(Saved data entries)
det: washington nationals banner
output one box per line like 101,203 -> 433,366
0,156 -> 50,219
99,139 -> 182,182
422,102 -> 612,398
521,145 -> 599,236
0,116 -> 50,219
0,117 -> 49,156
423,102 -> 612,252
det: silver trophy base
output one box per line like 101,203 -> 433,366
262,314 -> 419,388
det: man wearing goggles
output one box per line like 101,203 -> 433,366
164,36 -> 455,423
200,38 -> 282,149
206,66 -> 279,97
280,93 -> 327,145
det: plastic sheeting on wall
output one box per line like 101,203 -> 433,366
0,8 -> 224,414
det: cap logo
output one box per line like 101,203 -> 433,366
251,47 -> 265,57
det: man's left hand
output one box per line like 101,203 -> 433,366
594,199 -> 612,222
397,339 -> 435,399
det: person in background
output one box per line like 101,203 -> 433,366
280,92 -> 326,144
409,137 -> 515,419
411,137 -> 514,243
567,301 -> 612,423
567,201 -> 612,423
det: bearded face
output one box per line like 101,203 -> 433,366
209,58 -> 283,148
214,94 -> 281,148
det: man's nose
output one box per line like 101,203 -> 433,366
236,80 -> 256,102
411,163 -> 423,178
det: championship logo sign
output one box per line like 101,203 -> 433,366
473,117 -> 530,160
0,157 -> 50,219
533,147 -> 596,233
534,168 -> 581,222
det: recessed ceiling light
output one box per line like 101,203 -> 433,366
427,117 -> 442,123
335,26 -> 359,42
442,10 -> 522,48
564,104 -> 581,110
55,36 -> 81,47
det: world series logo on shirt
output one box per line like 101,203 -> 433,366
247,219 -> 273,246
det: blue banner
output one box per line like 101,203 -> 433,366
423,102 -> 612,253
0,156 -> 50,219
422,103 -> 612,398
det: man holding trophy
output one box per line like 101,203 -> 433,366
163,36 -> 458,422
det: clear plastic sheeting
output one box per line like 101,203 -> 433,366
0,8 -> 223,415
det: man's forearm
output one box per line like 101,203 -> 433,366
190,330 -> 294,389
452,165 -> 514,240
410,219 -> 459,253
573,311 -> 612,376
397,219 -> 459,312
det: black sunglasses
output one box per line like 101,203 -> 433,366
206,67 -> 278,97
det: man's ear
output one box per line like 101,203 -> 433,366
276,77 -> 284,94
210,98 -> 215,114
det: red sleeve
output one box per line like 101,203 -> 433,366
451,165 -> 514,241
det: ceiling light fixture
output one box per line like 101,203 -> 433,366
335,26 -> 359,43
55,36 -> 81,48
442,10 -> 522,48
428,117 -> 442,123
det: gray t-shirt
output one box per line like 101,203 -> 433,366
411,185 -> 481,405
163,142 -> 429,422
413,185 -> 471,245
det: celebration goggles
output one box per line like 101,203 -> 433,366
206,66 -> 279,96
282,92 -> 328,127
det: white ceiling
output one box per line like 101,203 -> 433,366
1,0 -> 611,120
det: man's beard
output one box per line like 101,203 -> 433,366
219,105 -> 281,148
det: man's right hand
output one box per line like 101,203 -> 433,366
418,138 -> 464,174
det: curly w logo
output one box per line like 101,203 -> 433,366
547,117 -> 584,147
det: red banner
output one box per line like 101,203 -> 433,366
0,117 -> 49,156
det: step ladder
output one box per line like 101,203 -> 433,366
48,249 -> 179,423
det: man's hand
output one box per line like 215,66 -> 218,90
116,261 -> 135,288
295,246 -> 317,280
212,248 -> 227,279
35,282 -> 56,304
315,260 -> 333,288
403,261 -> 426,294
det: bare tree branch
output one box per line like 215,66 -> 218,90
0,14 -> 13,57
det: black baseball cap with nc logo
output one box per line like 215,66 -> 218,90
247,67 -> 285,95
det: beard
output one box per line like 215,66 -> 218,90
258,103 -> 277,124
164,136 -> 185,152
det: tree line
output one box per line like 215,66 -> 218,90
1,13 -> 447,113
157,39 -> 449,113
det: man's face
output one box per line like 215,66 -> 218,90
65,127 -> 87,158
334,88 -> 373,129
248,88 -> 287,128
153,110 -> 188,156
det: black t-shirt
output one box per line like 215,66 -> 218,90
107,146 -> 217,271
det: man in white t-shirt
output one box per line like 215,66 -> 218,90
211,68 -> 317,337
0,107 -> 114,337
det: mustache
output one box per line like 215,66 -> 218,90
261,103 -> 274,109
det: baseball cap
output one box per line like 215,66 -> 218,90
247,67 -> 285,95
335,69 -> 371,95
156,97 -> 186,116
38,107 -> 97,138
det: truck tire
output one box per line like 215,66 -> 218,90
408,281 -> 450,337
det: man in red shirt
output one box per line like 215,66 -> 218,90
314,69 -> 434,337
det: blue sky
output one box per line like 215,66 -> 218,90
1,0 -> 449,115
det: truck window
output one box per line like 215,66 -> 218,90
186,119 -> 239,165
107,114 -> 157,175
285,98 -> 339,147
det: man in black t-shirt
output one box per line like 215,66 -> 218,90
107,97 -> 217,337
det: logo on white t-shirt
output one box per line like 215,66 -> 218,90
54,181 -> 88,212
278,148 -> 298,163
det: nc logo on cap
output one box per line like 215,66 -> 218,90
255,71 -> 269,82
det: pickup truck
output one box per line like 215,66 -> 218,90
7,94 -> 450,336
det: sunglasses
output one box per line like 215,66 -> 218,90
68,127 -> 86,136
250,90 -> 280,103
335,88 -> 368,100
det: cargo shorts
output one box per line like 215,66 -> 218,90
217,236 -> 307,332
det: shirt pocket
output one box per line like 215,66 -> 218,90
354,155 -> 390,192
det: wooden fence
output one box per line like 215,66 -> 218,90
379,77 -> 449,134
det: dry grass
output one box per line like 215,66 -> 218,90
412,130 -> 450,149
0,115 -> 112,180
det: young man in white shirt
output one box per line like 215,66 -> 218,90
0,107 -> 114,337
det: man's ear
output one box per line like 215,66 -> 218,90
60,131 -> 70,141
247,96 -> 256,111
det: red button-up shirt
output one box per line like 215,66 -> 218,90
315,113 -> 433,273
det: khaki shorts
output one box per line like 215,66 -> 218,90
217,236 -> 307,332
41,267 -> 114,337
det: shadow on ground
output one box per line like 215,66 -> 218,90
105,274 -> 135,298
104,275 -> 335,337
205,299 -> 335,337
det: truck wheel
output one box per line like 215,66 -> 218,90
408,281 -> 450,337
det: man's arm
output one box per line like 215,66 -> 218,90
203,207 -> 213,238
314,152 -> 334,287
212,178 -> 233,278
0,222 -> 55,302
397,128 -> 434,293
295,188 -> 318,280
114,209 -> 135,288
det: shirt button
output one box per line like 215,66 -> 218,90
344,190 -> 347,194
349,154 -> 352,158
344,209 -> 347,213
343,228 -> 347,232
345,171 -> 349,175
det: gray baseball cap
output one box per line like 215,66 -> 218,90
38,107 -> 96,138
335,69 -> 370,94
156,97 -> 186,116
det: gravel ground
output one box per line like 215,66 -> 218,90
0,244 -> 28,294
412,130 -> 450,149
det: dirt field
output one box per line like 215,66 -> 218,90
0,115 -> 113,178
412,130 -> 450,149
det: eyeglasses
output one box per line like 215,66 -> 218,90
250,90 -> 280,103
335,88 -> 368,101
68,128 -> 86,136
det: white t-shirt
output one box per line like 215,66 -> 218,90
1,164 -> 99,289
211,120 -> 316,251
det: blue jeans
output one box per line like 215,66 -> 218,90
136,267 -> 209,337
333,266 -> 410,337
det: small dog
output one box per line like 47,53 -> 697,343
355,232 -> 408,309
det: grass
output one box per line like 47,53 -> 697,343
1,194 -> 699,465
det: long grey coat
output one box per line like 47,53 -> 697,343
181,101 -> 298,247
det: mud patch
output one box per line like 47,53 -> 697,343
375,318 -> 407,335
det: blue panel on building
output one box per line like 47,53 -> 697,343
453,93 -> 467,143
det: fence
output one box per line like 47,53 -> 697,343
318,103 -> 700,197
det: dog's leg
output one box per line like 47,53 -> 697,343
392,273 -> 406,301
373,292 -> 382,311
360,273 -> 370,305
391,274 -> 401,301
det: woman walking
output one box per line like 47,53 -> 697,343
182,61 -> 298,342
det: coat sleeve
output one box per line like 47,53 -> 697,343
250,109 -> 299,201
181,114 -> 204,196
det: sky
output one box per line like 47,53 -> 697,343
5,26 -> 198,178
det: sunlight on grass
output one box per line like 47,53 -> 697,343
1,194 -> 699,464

■ WHAT IS REQUIRED ■
Check the data for the word "goggles" and pull out the lines that have it.

■ ANSWER TO THIS EXERCISE ■
det: man wearing goggles
det: celebration goggles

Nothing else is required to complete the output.